DOCUMENT EXCERPT Start Marker
Tula’s favorite thing to do was to read...not really read but flip pages for hours, while Thalia would pretend to read and turn the pages appropriately. When someone walked into the room, Thalia was always curious and would greet people she knew. Tula wouldn’t even turn around, not even when her name was called. My whole family could walk into the door and she wouldn’t stop flipping pages, while Thalia would run straight into their arms. Tula was detached…she felt foreign...even to me. From one to two years old she never wanted my attention. She liked to eat by herself but only crackers, cheese and yogurt. She was thin with a distended stomach with dark bags under her eyes, eyes that made little contact with anyone. She may look at you for a split second and look away, or she’d look at you with her face turned right, peeking out of the corner of her left eye, as if she didn’t want to be seen.
People would assume she wasn’t aware of what was going on around her, but she could hear everything at all times. She showed overstimulation when she was overtired or when people were over. Thalia would sometimes get overstimulated as well, but not to Tula’s extent. When we would have a playdate over, after about thirty minutes Tula would start spinning around until she fell on the floor screaming. Sometimes she would pound her head on the carpet, or wildly flap her hands. Whenever she started spinning, I knew I had to get her out of the environment quickly.
I will never forget being at a dinner party with two other couples and their children, who were the same age as ours. Tula was acting fussy, crying in her high chair. One of the dads looked at me and said “Can’t you control your child?” Feeling like we would ruin any get-together, we stopped going anywhere. Family members didn’t want to babysit and we couldn’t afford a sitter. I was too worried about leaving Tula with a sitter anyways, so for a few years we rarely left the house. But the tantrums got worse. And other behaviors like the hand flapping and spinning increased with frequency and intensity. She would tantrum for no reason. Her sister would throw a tantrum if she didn’t get her way, but Tula would start screaming while crossing a street with her hand in mine, or while reading, or while watching a Baby Einstein video. I remember researching online to learn the “normal” number of tantrums per day, because many days it seemed she was screaming more than she wasn’t. Her verbal repetitions were not going away like the pediatrician said they would. I would ask her a simple question such as “Do you want some milk?” and she would either repeat the question or go on about Mr. Noodle, a sesame street character.
DOCUMENT EXCERPT End Marker
DATASET RECORDS Start Marker
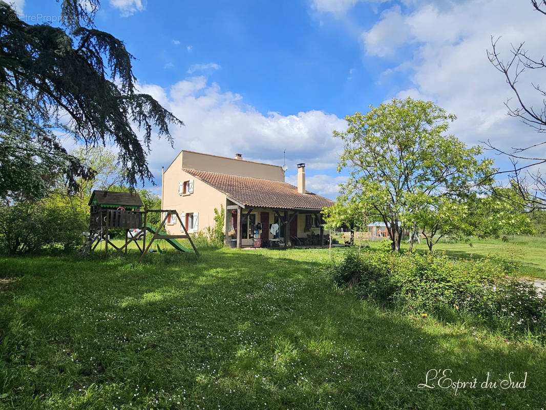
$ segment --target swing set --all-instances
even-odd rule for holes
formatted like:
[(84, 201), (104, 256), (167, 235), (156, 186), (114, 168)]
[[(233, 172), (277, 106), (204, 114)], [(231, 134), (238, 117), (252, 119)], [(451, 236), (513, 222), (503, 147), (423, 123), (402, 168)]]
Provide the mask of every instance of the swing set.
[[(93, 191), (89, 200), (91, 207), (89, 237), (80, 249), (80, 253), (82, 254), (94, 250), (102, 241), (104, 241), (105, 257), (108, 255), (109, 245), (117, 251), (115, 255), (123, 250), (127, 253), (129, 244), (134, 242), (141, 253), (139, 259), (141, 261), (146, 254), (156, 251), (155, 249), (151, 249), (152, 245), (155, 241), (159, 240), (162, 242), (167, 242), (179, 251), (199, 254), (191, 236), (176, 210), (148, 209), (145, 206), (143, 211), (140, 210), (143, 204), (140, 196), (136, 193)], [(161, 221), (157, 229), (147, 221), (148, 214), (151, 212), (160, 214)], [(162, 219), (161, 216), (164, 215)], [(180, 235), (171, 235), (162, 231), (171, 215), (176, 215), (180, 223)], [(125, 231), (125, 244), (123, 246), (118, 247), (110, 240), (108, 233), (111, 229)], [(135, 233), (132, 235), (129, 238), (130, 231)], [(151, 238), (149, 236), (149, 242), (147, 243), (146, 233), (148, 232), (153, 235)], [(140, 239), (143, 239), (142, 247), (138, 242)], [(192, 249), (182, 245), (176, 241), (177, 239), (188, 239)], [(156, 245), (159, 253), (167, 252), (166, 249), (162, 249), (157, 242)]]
DATASET RECORDS End Marker
TASK SET
1/ From the account of Tula, return the part between "People would assume" and "the environment quickly.", inclusive, copied word for word.
2/ Carry the account of Tula's early years forward, starting after its last sentence.

PER-TASK OUTPUTS
1/
People would assume she wasn’t aware of what was going on around her, but she could hear everything at all times. She showed overstimulation when she was overtired or when people were over. Thalia would sometimes get overstimulated as well, but not to Tula’s extent. When we would have a playdate over, after about thirty minutes Tula would start spinning around until she fell on the floor screaming. Sometimes she would pound her head on the carpet, or wildly flap her hands. Whenever she started spinning, I knew I had to get her out of the environment quickly.

2/
I finally figured out that some of Tula’s tantrums were due to hypoglycemia, but was puzzled why her sister would eat when she was hungry but Tula needed to eat every two hours or fly into a fit that was hard for her to come out of. She would often turn down the food that I offered her and I had to chase her around the house all day in fear of another hunger induced screaming episode that lasted an hour, but she never wanted to eat! I was in total apprehension of taking Tula anywhere since I knew she would cause a scene. She couldn’t sit for more than a few seconds so I always had to feed her while she was walking around. Her language was delayed. People would ask her her name and she would either ignore them or say “Thalia” because that’s what she’d recently heard, often using a singsong voice when responding.
Thalia, while developing on pace, suffered from chronic vaginal yeast infections. I kept returning to the pediatrician, who constantly prescribed creams. I always followed his orders but never stopped to ask why this was happening.Tula had horrible cradle cap so thick we had to use a toothbrush to scrape it off (and baths were hard enough because she threw a fit when water touched her head). She also continued to have cradle cap until she was five years old. Once again, at this age I didn’t question why. I assumed all babies have cradle cap and that for some reason Tula had it much longer than most.
The girls were enrolled in a preschool for two year olds one morning a week. Just getting Tula there was extremely difficult and I would oftentimes need suckers to bribe her to get in the car. Other times it was a knee to the chest situation buckling her in the car seat. Thalia sometimes cried when I dropped her off but when I returned a few hours later, she was happily playing with the other kids. Tula would be in a corner by herself or holding on to the legs of a rocking chair to calm herself. Then she was off roaming the class for no particular reason. If someone talked to her, she again needed to look out of the corner of her eye, never straight in anyone's eyes. She knew a few phrases that she'd repeat incessantly in her odd singsong voice.
But she wasn’t afraid of anything. My parents took us to California for spring break and Tula would jump in a pool whether someone was there to catch her or not. Relaxing vacation? I don’t think so. We dined at a restaurant and after a frantic meal she took off in the middle of a busy street. No one in my family could get to her fast enough, so the host ran out and saved her life. On the playground, she would be sitting on the outskirts trying to stuff rocks or sticks in her mouth, hurling herself head-first down the slide, or begging to jump off heights way too high for her. She was fearless, and I was more anxious by the day. These last two years had been the hardest of my life and I was beginning to think it wasn’t going to get any easier. I kept trying to convince myself she was going to snap out of it. I had always said to myself, “Anything but autism.”